Theoretische und angewandte Ethik ist das Spezialgebiet des Philosophen Julian Nida-Rümelin. Der frühere Kulturstaatsminister im ersten Kabinett von Kanzler Gerhard Schröder (SPD) warnt davor, der Staat könnte seinen Bürgern in der Flüchtlingsfrage überfordert erscheinen.

Ist Deutschland moralisch verpflichtet, auch dann Flüchtlinge aufzunehmen, wenn das den Interessen des Staates widerspricht?

Nida-Rümelin Ja, die Interessen Deutschlands können in der Frage nicht allein ausschlaggebend sein. Es gibt darüber etwas, das schon Kant ein "allgemeines Hospitalitätsrecht" genannt hat. Das besagt, dass alle Bürger, die ihren Staat aus welchen Gründen auch immer verlassen, darauf hoffen dürfen, in einem anderen Staat aufgenommen zu werden. Das sorgt für einen humanitären Wettbewerb zwischen den Republiken.

Es geht doch eher darum, dass wenige privilegierte Einwanderungsländer auswählen wollen, wen sie aufnehmen. Ist das ethisch vertretbar?

:: Daten zu Segmentierungsmasken ::
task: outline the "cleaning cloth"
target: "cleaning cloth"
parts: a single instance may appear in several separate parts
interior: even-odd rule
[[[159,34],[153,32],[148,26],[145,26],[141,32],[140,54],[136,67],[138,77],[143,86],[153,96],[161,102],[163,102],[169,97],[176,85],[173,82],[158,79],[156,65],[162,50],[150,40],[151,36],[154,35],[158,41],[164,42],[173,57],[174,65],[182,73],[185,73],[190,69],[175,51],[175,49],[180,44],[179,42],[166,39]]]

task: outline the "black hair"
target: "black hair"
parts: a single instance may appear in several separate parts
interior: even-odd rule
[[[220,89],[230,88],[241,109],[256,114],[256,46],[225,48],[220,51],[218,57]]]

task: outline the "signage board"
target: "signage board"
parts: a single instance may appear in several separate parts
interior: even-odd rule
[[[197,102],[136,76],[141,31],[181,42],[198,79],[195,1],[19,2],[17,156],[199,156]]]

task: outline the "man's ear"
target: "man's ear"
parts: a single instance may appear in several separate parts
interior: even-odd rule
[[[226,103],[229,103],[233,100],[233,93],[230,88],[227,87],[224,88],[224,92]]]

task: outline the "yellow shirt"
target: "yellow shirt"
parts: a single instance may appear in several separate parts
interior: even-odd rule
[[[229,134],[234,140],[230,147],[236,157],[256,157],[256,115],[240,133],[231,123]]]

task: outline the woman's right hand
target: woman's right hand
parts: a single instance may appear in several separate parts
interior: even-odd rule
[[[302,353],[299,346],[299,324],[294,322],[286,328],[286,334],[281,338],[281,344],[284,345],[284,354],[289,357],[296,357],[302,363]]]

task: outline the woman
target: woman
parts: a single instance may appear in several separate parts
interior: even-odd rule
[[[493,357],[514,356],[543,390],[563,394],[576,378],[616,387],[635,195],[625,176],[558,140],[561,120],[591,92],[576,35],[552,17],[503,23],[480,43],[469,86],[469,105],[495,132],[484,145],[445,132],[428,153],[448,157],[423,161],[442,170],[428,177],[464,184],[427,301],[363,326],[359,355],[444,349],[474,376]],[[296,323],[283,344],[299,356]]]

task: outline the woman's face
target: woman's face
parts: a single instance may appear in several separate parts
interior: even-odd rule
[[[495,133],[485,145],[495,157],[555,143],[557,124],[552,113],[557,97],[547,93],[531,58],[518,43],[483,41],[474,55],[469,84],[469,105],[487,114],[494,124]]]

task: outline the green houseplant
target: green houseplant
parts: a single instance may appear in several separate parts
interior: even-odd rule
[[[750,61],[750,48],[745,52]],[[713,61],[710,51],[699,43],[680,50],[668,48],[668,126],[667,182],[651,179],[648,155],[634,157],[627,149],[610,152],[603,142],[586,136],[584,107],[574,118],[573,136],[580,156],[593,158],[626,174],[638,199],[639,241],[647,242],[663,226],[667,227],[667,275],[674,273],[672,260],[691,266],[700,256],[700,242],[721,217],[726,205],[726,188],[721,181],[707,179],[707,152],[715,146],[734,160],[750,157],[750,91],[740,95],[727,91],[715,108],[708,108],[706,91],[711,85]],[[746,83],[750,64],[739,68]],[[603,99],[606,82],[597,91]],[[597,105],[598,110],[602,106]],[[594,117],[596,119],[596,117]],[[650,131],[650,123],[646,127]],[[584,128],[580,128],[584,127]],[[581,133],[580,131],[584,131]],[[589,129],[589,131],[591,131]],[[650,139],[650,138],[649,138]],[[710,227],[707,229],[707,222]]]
---
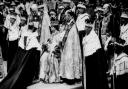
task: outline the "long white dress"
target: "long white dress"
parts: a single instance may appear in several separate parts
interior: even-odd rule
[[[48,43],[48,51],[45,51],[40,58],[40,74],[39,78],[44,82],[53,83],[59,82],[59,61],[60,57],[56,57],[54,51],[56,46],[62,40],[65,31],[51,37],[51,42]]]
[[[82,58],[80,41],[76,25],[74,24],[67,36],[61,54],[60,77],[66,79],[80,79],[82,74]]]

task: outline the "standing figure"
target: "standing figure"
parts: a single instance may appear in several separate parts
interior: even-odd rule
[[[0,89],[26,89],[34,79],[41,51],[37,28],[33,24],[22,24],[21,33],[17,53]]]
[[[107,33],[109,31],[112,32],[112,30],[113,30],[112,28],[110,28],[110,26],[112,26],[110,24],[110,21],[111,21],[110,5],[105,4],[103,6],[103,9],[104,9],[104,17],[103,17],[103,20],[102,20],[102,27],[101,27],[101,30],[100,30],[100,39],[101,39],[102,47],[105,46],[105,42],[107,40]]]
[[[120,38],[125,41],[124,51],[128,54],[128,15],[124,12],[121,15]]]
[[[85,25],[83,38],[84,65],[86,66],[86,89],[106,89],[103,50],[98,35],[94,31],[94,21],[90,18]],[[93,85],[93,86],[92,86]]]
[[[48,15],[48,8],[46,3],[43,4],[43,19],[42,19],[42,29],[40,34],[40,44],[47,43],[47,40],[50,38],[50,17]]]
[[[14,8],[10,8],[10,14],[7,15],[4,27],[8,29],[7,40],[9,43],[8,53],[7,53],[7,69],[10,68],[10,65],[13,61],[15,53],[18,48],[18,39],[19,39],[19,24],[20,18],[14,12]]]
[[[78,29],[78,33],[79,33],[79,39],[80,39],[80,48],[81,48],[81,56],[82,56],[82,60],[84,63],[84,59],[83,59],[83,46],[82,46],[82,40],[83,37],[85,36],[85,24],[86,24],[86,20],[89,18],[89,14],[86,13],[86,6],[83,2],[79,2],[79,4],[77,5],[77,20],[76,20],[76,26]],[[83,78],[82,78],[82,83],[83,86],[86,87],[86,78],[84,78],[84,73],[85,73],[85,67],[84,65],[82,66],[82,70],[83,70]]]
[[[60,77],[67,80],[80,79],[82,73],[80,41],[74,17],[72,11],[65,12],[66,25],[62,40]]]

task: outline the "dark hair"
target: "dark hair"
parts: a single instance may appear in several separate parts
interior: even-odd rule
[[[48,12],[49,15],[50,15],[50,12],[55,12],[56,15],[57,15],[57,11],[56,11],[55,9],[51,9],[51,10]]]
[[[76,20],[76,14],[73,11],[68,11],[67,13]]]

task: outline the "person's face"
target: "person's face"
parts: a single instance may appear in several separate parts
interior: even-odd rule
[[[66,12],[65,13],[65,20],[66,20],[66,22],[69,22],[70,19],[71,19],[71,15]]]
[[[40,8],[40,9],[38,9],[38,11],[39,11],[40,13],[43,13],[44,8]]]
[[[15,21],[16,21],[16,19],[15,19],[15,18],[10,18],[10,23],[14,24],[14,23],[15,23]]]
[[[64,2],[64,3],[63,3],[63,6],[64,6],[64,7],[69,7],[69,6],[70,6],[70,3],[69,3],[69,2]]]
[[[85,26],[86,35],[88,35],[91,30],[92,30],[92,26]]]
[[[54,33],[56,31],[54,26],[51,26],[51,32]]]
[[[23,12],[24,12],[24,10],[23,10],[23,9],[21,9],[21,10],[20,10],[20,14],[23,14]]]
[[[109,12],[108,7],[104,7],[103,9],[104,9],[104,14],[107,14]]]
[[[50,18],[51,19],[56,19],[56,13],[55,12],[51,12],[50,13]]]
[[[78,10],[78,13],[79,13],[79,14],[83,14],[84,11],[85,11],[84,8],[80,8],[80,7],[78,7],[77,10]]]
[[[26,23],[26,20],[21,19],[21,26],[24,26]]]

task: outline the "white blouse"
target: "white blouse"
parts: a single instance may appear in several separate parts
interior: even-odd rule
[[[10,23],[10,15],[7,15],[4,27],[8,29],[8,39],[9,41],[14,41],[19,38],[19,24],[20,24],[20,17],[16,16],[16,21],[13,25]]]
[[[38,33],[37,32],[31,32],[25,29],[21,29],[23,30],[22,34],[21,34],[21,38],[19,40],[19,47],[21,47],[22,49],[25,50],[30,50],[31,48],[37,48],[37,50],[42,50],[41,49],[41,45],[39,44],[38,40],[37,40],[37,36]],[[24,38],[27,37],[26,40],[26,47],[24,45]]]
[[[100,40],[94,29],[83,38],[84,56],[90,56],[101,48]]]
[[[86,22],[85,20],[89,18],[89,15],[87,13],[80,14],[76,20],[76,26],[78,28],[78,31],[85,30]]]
---
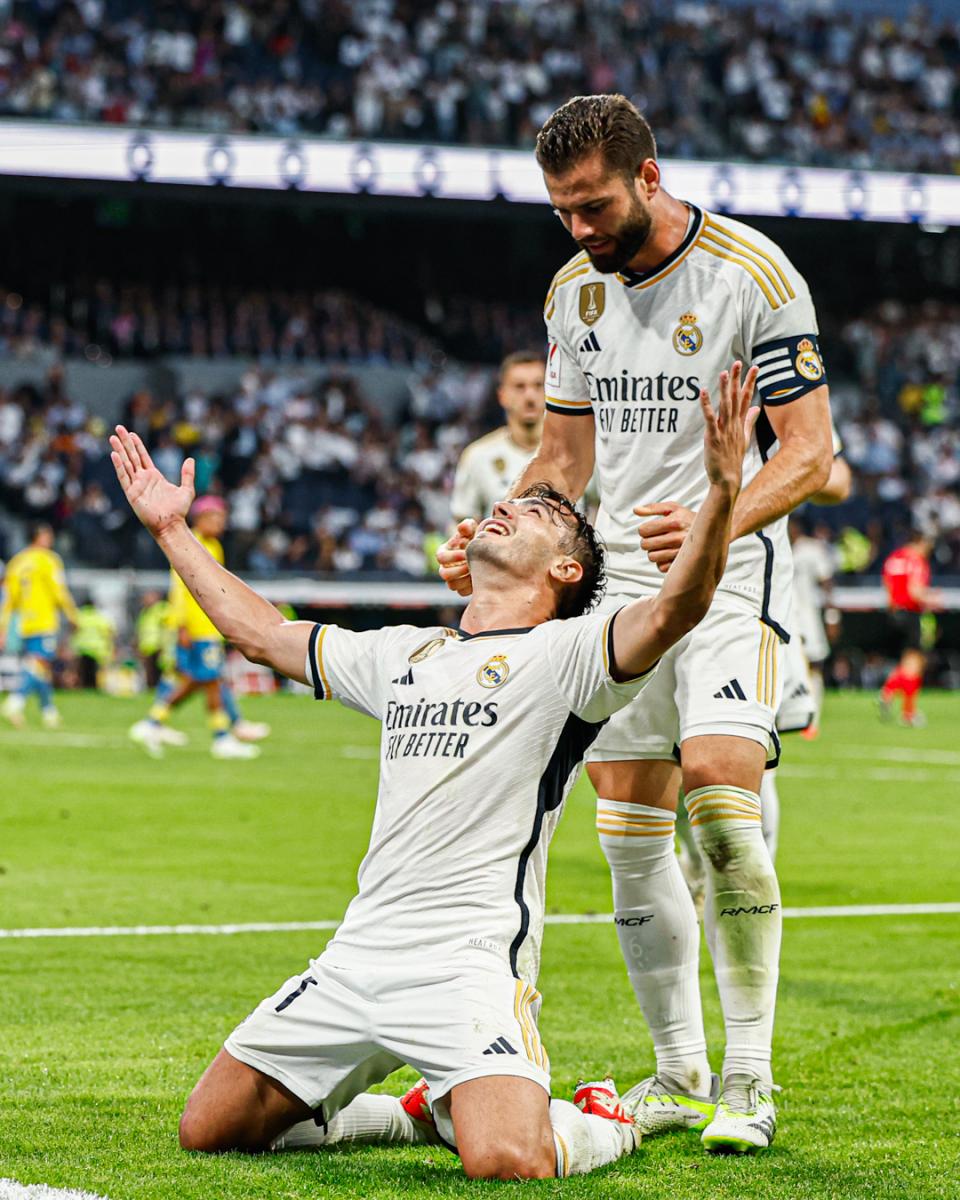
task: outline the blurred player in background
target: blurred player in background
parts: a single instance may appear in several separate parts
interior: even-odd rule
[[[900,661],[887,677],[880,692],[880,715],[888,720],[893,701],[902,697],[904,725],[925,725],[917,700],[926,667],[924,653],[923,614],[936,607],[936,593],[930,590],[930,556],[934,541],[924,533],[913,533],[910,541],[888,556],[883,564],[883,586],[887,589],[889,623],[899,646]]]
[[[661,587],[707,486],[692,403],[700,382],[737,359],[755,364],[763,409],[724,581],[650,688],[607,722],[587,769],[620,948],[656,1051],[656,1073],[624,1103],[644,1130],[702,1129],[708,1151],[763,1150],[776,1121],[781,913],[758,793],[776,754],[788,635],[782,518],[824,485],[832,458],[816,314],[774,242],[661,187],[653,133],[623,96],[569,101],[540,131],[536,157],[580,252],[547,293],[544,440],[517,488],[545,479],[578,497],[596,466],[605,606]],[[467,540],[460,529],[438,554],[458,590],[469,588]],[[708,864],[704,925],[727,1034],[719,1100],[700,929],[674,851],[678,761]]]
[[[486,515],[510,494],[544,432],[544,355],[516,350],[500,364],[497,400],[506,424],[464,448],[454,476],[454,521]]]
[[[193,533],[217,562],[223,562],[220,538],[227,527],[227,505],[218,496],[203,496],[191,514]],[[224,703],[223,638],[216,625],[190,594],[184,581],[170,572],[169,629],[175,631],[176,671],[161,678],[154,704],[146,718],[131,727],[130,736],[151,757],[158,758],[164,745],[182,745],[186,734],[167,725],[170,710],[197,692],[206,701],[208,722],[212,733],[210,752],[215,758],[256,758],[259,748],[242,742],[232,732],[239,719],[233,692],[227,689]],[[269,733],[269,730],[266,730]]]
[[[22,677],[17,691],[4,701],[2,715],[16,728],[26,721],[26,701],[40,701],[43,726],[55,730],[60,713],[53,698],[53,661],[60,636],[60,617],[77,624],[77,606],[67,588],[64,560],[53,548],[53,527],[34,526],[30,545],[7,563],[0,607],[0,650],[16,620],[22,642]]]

:: AUFGABEN ZUM TEXT ::
1) Schreiben Sie aus dem Interview die Stelle von „Theoretische und angewandte“ bis „Flüchtlingsfrage überfordert erscheinen.“ wörtlich ab.
2) Fassen Sie im Interview den Absatz, der mit „Nida-Rümelin Ja, die Interessen Deutschlands“ beginnt, kürzer zusammen und behalten Sie dabei seine wichtigsten Aussagen bei.
3) Welches politische Amt hatte Julian Nida-Rümelin laut dem Interview früher inne?

:: LÖSUNGEN ::
1)
Theoretische und angewandte Ethik ist das Spezialgebiet des Philosophen Julian Nida-Rümelin. Der frühere Kulturstaatsminister im ersten Kabinett von Kanzler Gerhard Schröder (SPD) warnt davor, der Staat könnte seinen Bürgern in der Flüchtlingsfrage überfordert erscheinen.

2) Die Interessen Deutschlands dürfen in der Flüchtlingsfrage nicht allein den Ausschlag geben. Nach Kants „allgemeinem Hospitalitätsrecht“ dürfen alle, die ihren Staat aus welchem Grund auch immer verlassen, darauf hoffen, in einem anderen Staat aufgenommen zu werden. Daraus entsteht ein humanitärer Wettbewerb zwischen den Republiken.

3) Er war Kulturstaatsminister im ersten Kabinett von Kanzler Gerhard Schröder.